--- GIVEN TEXT Enclosed Below ---
WAMMCO'S Producer of the Month for February, Peter and Kate Mills and their family, of the steadily growing Ikewa Grazing farm business at Mingenew/Arrino, are working confirmation of the recent Rabobank report that WA rural confidence is at a five-year high.
Continuing high prices for lamb on top of a good harvest and a reasonable season, boosted by the decision seven years ago by their eldest son Jack, 24, to join his parents as "cropping manager" for the enterprise, saw the purchase last year of an Arrino property they previously leased, to boost the Ikewa estate to 7000 hectares.
Peter's faith in the prime lamb market back in the early 2000s, with a shift in his family's traditional focus from Merino wool and Border Leicester crossbred lambs, to Prime SAMM lamb production, is responsible for an impressive 2500-head, Prime SAMM breeding flock.
Along the way, the family has collected WAMMCO Producer of the month awards for February 2011 and April 2014, before winning the prestigious Producer of the Year title for WA in 2016.
The latest prize - for February, 2021 - was for a line of 244 White Suffolk-Prime SAMM lambs processed at Katanning on February 4.
The line had an average carcase weight of 23.02 kilograms, to return $161.29 a head including skin, and a WAMMCO Sweet Spot score of 98.64 per cent.
Like previous top-scoring drafts, the consignment was straight off lupin stubbles and needed minimal supplementary feeding.
The Mills family can safely bank on a 100pc plus annual lambing percentage and consistently-high weight gains from their Prime SAMM lambs.
With a recent infusion of White Suffolk genetics to add hybrid vigour, along with Prime SAMM influence from Graham Sutherland's Sandown Prime SAMM and White Suffolk studs at Badgingarra - the lamb/pasture enterprise accounts for about 30pc of the farm business with wheat, lupin and canola cropping holding the major balance.
"We were surprised just how well the crops performed this season on rainfall totalling 351 millimetres for the year," Peter said.
"A trial pasture crop of barley was too good to graze, so we harvested and sold the grain."
Serradella and Rhodes grass have offered improved pasture productivity.
--- End of Enclosed GIVEN TEXT ---
--- RAW DATA Enclosed Below ---
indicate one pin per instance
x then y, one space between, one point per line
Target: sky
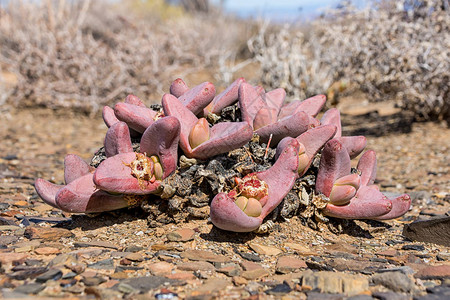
--- End of Enclosed RAW DATA ---
WHAT THE TASK REQUIRES
Please carry on the article about the Mills family's Ikewa Grazing farm, starting after its last sentence. You can ignore the lines.

RESPONSE
With just over 50mm of rainfall so far this season and grain and lamb prices holding well, the family is certainly optimistic about the immediate prospects for farming.
The Mills family believes the wool and lamb industry in their region remains well below the capacity of its days of former glory, despite the very attractive returns on offer, particularly for lamb.
"New investment in stock seems to remain at relatively low levels," Jack said.
"However generational change is happening in families that have persisted with and in some cases expanded their flocks."
There has also been relatively high turnover in the ownership of Mingenew farmland.
The family believe WAMMCO's weight and grade daily price schedule remains their best option for selling prime lambs.
"We always keep pace with saleyard and other prices on offer, but generally our results under the weight and grade system are very good," Peter said.
As past beneficiaries of VIASCAN data recording and the former related price incentives for quality such as WAMMCO Select, they are keen to see results for their lambs from the DEXA system currently being installed at Katanning, and benefits via electronic tagging that will be available to WAMMCO producer members.
Other Mills family members include daughter Maggie, 22, in Geraldton and twin 19-year-old sons Henry and James, both now qualified mechanics.
The Mills family's winning WAMMCO sweet spot of 98.64pc was narrowly ahead of Scott Welke's Westwood Farms, Cascade, with a sweet spot of 98.61pc for 359 lambs and another two loads totalling 801 lambs from Myles O'Meehan at Caralinga, Borden, that scored 95.75pc.
Both Westwood and Caralinga are based on a White Suffolk-Merino cross.
The Westwood line averaged 22.66kg to return $158.54 a head, while the Caralinga lambs averaged 23.09kg for a return of $161.36 a head.